**Requirement**
Swap "Practice" for "Exercise" throughout the data below, leaving everything else unchanged. Omit the pictures from your answer.

## BEGIN Records shown

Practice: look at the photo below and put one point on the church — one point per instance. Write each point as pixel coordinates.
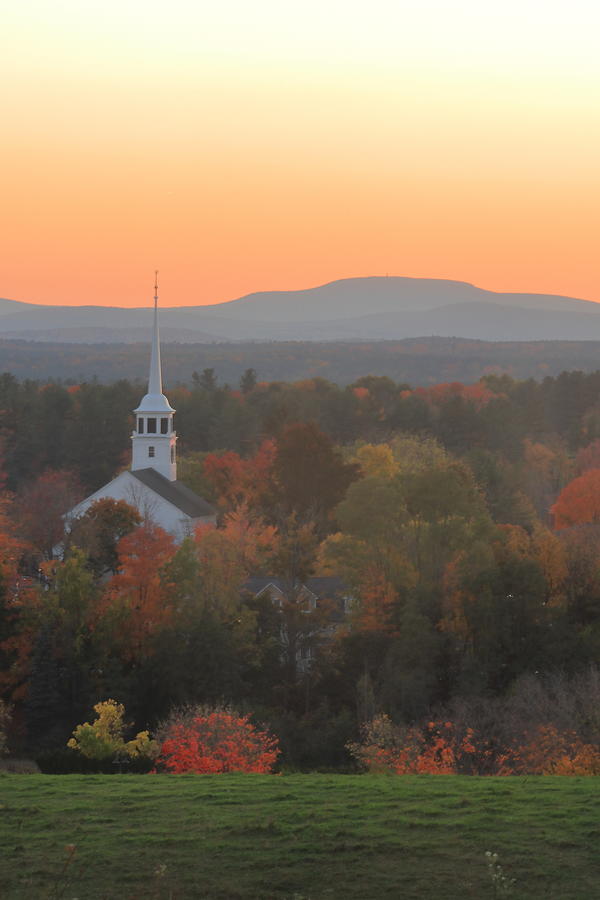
(151, 485)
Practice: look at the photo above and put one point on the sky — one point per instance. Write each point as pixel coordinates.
(242, 146)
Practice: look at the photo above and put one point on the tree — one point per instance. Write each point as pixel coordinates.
(206, 381)
(137, 597)
(309, 474)
(579, 501)
(40, 509)
(103, 738)
(248, 381)
(214, 740)
(99, 530)
(5, 719)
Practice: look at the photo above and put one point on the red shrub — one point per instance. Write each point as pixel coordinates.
(203, 740)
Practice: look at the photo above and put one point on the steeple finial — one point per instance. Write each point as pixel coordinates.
(155, 378)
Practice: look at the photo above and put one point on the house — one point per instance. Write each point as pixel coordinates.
(151, 484)
(311, 613)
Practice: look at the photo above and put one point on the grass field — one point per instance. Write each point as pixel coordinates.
(297, 836)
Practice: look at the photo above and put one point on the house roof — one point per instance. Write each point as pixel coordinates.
(175, 492)
(323, 586)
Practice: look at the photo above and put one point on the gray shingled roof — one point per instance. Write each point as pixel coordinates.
(176, 493)
(323, 586)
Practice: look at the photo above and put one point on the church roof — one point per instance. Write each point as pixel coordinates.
(176, 493)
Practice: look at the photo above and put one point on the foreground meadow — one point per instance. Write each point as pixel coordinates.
(296, 836)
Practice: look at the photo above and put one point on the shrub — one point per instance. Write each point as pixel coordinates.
(203, 740)
(103, 739)
(439, 748)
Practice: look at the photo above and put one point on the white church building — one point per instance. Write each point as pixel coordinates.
(151, 485)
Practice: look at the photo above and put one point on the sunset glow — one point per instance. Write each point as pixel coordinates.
(242, 147)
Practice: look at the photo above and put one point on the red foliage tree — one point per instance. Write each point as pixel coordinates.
(204, 741)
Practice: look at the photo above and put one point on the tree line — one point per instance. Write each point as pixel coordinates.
(463, 522)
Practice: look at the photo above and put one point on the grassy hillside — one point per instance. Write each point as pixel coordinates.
(297, 837)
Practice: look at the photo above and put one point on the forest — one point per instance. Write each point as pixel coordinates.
(419, 361)
(460, 523)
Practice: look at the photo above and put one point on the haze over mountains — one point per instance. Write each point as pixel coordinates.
(376, 308)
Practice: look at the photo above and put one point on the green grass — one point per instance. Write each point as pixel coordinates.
(303, 836)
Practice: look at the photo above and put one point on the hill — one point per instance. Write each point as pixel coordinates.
(302, 836)
(349, 309)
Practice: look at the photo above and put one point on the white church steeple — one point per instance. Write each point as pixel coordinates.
(153, 441)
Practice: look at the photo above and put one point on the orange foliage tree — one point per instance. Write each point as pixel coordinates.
(136, 595)
(549, 751)
(579, 501)
(204, 740)
(237, 481)
(438, 748)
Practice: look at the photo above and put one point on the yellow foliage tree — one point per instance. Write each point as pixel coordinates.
(103, 738)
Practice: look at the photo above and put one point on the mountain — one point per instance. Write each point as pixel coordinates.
(350, 309)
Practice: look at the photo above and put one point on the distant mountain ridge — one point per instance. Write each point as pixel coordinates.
(373, 308)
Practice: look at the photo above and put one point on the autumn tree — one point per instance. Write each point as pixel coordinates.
(41, 506)
(309, 474)
(136, 598)
(579, 501)
(99, 530)
(205, 740)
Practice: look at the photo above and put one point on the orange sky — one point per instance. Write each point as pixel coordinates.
(280, 145)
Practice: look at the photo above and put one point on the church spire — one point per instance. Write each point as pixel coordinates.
(154, 438)
(155, 377)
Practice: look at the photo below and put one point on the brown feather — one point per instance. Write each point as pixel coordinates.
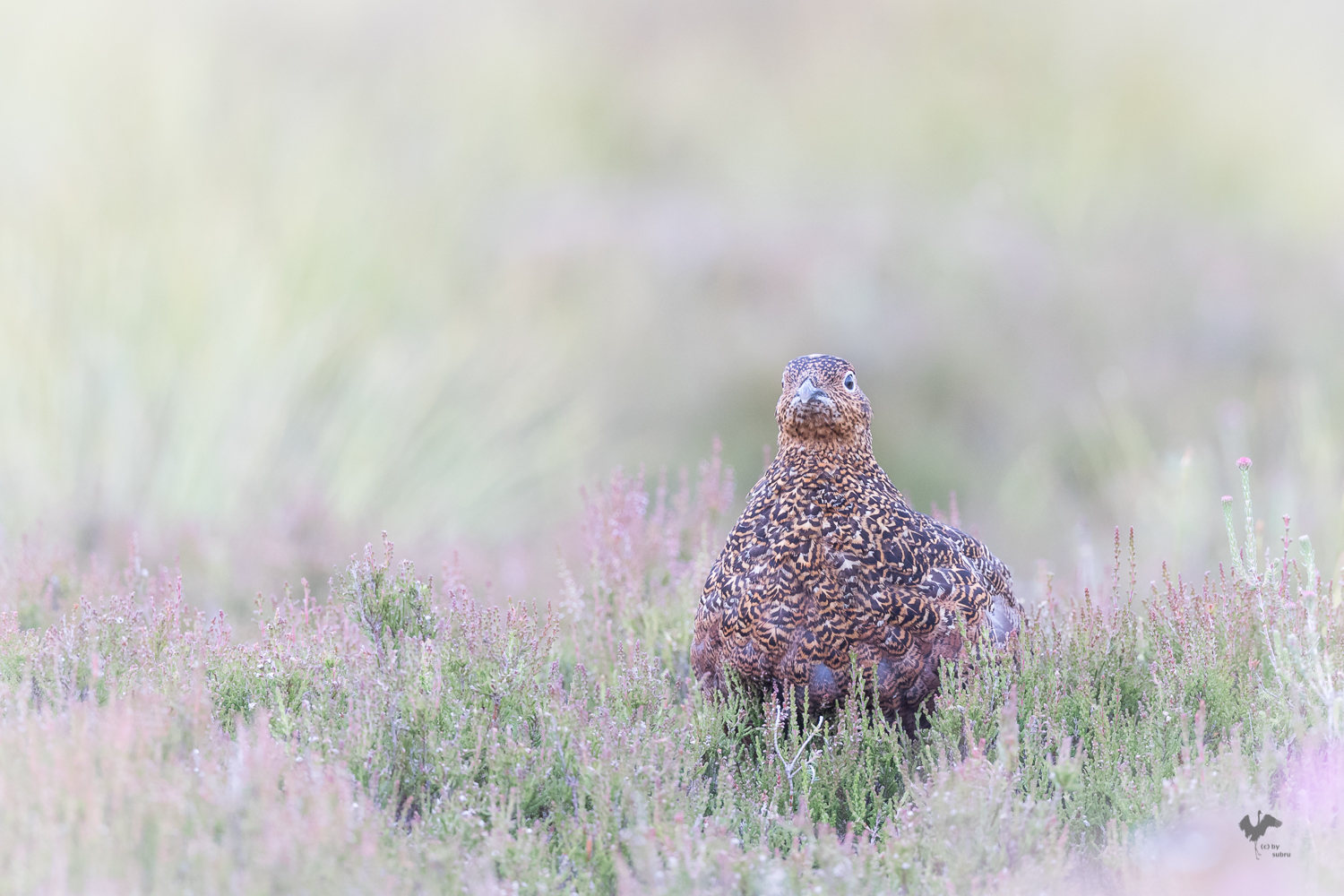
(830, 559)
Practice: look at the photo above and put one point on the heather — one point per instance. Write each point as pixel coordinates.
(395, 732)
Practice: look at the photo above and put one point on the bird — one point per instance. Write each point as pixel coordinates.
(1257, 831)
(830, 563)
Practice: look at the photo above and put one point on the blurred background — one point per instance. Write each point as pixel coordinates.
(279, 276)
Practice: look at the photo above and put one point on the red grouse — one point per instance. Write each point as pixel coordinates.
(831, 560)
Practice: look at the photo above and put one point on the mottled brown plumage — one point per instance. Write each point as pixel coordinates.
(831, 560)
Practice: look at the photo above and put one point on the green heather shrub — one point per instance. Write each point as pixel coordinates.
(398, 737)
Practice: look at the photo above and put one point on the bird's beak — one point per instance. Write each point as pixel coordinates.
(806, 392)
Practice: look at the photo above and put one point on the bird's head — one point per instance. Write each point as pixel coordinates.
(822, 405)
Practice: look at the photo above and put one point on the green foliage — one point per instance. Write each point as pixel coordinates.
(559, 751)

## END Records shown

**Task output**
Exercise: look at the photo below and put one point on the church — one point per instance. Write each point as pixel coordinates.
(151, 485)
Exercise: look at the photo above and put one point on the sky — one point per instance. Write each point as pixel coordinates.
(242, 146)
Exercise: look at the photo above and put one point on the tree — one point per instance. Write each point as pixel coordinates.
(206, 381)
(137, 597)
(309, 474)
(579, 501)
(40, 509)
(103, 738)
(248, 381)
(214, 740)
(99, 530)
(5, 719)
Exercise: look at the photo above and put one point on the red shrub — one point per instance. Write each point as pixel coordinates.
(203, 740)
Exercise: look at the photo above and put one point on the steeple finial — one point per instance. Write each point as pixel coordinates.
(155, 378)
Exercise: look at the photo above and put one point on the house — one point per instance. Write each point as pixel coordinates.
(151, 484)
(311, 613)
Exercise: look at the photo above and put one point on the grass field — one point per instance. Write each point as pixel coordinates.
(297, 836)
Exercise: look at the photo above and put one point on the house roof — one point per instance. Write each point as pixel coordinates.
(175, 492)
(323, 586)
Exercise: look at the photo above and put one point on the gray shingled roof — one point per instance. Write each point as pixel coordinates.
(176, 493)
(323, 586)
Exercise: look at the photo above and put one point on the church roof — one point per instance. Write each point as pixel coordinates.
(176, 493)
Exercise: look at the photo above and put one point on the foreground meadow — one point per instance. Write each point as pixel coordinates.
(296, 836)
Exercise: look at the photo above and put one point on the shrub — one point per instance. Write each point as pixel coordinates.
(203, 740)
(103, 739)
(439, 748)
Exercise: look at the photo above and put one point on the white church building — one point per instance. Write each point as pixel coordinates.
(151, 485)
Exercise: look at the photo above and put one point on the sunset glow — one point per instance. Write each point as pixel coordinates.
(242, 147)
Exercise: look at the photo above and put one point on the red foliage tree — one point per instance. Write each point as pixel coordinates.
(204, 741)
Exercise: look at the photo above and put one point on the tree line — one point per instance. Write each point as pixel coordinates.
(463, 522)
Exercise: look at the photo above and put one point on the grassy hillside — one point per instance. Write each point as pixel coordinates.
(297, 837)
Exercise: look at the photo above and put one point on the forest — one point per instance. Write each point as pixel coordinates.
(419, 361)
(460, 523)
Exercise: look at the photo above and put one point on the haze over mountains — one point per instance. Write each point as pixel coordinates.
(376, 308)
Exercise: look at the photo above and put one point on the green grass — one point per instance. Write each point as pixel coordinates.
(303, 836)
Exercise: look at the photo above and put one point on the hill — one point per instance. Write each point as pixel coordinates.
(302, 836)
(349, 309)
Exercise: look at the photo above and put one point on the white church steeple — one point per instance. Write each point as pixel coordinates.
(153, 441)
Exercise: look at the photo above and put one point on the orange foliage tree — one point per instance. Write each point as pixel coordinates.
(136, 595)
(549, 751)
(579, 501)
(204, 740)
(237, 481)
(438, 748)
Exercise: look at the photo above and put one point on the yellow foliage tree — one point per instance. Write each point as pixel coordinates.
(103, 738)
Exercise: look at the photo above and put one point on the mountain — one point per instance. Write each point as pixel coordinates.
(350, 309)
Exercise: look at the photo above and put one point on the distant mountain ridge — one point per instance. Write each point as pixel coordinates.
(373, 308)
Exercise: look at the photo above and put one point on the autumn tree — one point per instance. Write each point as pixel coordinates.
(41, 506)
(309, 474)
(136, 598)
(579, 501)
(99, 530)
(205, 740)
Exercise: look at the photo above and put one point on the orange sky — one point per instance. Write each point as pixel coordinates.
(280, 145)
Exercise: look at the photo above and put one point on the church spire — one point per instance. Write each point as pixel coordinates.
(154, 438)
(155, 377)
Exercise: look at the photo below and put one point on the brown feather — one point per instance. Write each point as pixel coordinates.
(830, 559)
Exercise: look at the photo above and put one point on the heather — one point per instance. Write each point as pixel coordinates.
(395, 732)
Exercise: look at the photo above and put one point on the bird — one point per instance. Write each point as pixel coordinates.
(1257, 831)
(830, 563)
Exercise: look at the photo above and put one point on the blurred background — one point per instance. Write each point as pixel coordinates.
(279, 276)
Exercise: look at the photo above and put one point on the red grouse — one point per instance. Write each point as pixel coordinates.
(831, 560)
Exercise: look at the photo above and put one point on the mottled brown plumage — one point per instance. Write each point as pixel coordinates.
(831, 560)
Exercise: look at the photo above and put one point on the green heather shrub — one point per instance. Write each point as pixel coordinates.
(398, 737)
Exercise: look at the photo above and put one point on the bird's beak — one point per instance. Write each point as pixel coordinates.
(806, 392)
Exercise: look at the photo above and put one point on the bird's head — one point per instance. Write each point as pixel coordinates.
(822, 405)
Exercise: look at the photo above and put one point on the green foliage — one point per instance. Write each point as pixel coordinates.
(559, 751)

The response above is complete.